— start of MATERIAL SUPPLIED —

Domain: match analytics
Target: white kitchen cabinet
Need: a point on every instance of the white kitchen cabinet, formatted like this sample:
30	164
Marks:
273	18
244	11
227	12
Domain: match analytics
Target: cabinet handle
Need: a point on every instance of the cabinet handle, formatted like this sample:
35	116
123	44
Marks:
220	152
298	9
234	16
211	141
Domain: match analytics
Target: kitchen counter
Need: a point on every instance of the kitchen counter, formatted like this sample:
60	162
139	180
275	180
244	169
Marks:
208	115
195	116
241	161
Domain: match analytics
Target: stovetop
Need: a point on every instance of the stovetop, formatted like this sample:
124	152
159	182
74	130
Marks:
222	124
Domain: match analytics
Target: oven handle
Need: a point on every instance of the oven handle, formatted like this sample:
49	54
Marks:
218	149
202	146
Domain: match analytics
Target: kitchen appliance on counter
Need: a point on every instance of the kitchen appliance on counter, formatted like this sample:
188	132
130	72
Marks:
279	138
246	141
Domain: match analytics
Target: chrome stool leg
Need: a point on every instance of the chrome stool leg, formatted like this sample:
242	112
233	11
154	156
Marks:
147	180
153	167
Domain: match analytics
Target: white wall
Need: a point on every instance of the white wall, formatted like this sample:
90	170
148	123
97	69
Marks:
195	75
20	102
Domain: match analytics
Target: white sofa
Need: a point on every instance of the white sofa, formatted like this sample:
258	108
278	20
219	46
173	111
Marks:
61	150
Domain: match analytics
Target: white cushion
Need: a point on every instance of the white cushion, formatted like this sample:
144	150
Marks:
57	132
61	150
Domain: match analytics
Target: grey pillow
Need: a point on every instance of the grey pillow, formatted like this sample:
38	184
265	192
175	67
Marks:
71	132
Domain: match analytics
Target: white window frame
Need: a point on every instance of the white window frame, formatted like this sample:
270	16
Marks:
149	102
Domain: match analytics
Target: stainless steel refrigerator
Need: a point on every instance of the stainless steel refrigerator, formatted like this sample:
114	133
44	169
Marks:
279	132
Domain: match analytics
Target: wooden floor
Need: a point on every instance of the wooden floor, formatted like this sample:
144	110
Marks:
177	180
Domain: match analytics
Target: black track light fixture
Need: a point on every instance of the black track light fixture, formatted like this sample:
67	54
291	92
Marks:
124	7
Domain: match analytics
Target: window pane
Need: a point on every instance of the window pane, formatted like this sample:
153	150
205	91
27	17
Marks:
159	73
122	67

— end of MATERIAL SUPPLIED —

How many lines in the items above contain the string "stool", with case counting? Reply with the number only.

*TASK ANSWER*: 2